__EXERCISE__
Extend the Bigfoot monster truck history past its final sentence.

__GIVEN TEXT__
== == ==

Bigfoot is a monster truck. The original Bigfoot began as a 1974 Ford F-250 pickup that was modified by its owner Bob Chandler beginning in 1975. By 1979, the modifications were so extensive, the truck came to be regarded as the first monster truck. Other trucks with the name "Bigfoot" have been introduced in the years since, and it remains a well-known monster truck moniker in the United States.

Early history
A former construction worker and off-roading enthusiast from the St. Louis area, Chandler began racing in 1975, using the Chandler family's 1974 Ford F-250 four-wheel drive pickup truck and found that automotive shops in the Midwest generally did not carry the parts needed to repair the frequent damage. To remedy this problem, Chandler and his wife Marilyn, along with friend Jim Kramer, opened a shop called Midwest Four Wheel Drive and Performance Center in Ferguson, Missouri. The shop moved to Hazelwood, Missouri, in 1984, which remained as Bigfoot's headquarters until 2015 when the headquarters was relocated to Pacific, Missouri.

== == ==

__RAW DATA__
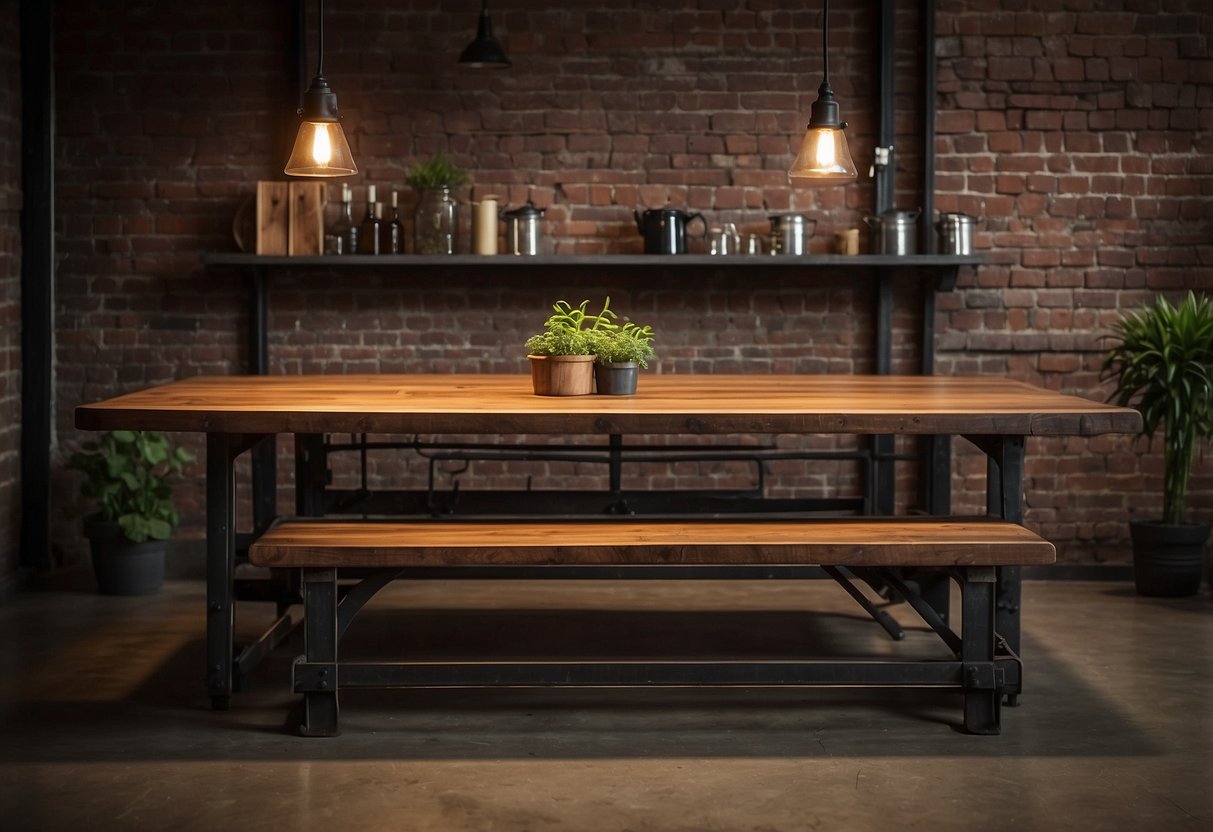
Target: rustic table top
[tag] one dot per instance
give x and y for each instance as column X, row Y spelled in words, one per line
column 666, row 404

== == ==

__ANSWER__
In 1979, Chandler replaced the under assembly of the truck with one from a military-surplus top loader featuring four-wheel drive and four-wheel steering that used 48-inch tires. This modification drew attention and Chandler started making appearances at tractor pulls and car shows with his newly christened "Bigfoot" (so named for Chandler's heavy-footed racing style which caused frequent breakage of parts) to show off the truck's capabilities as well as to promote his shop. The truck's growing popularity led to its appearance in the 1981 Gus Trikonis film Take This Job and Shove It (which also features the early monster truck USA-1 credited under a different name).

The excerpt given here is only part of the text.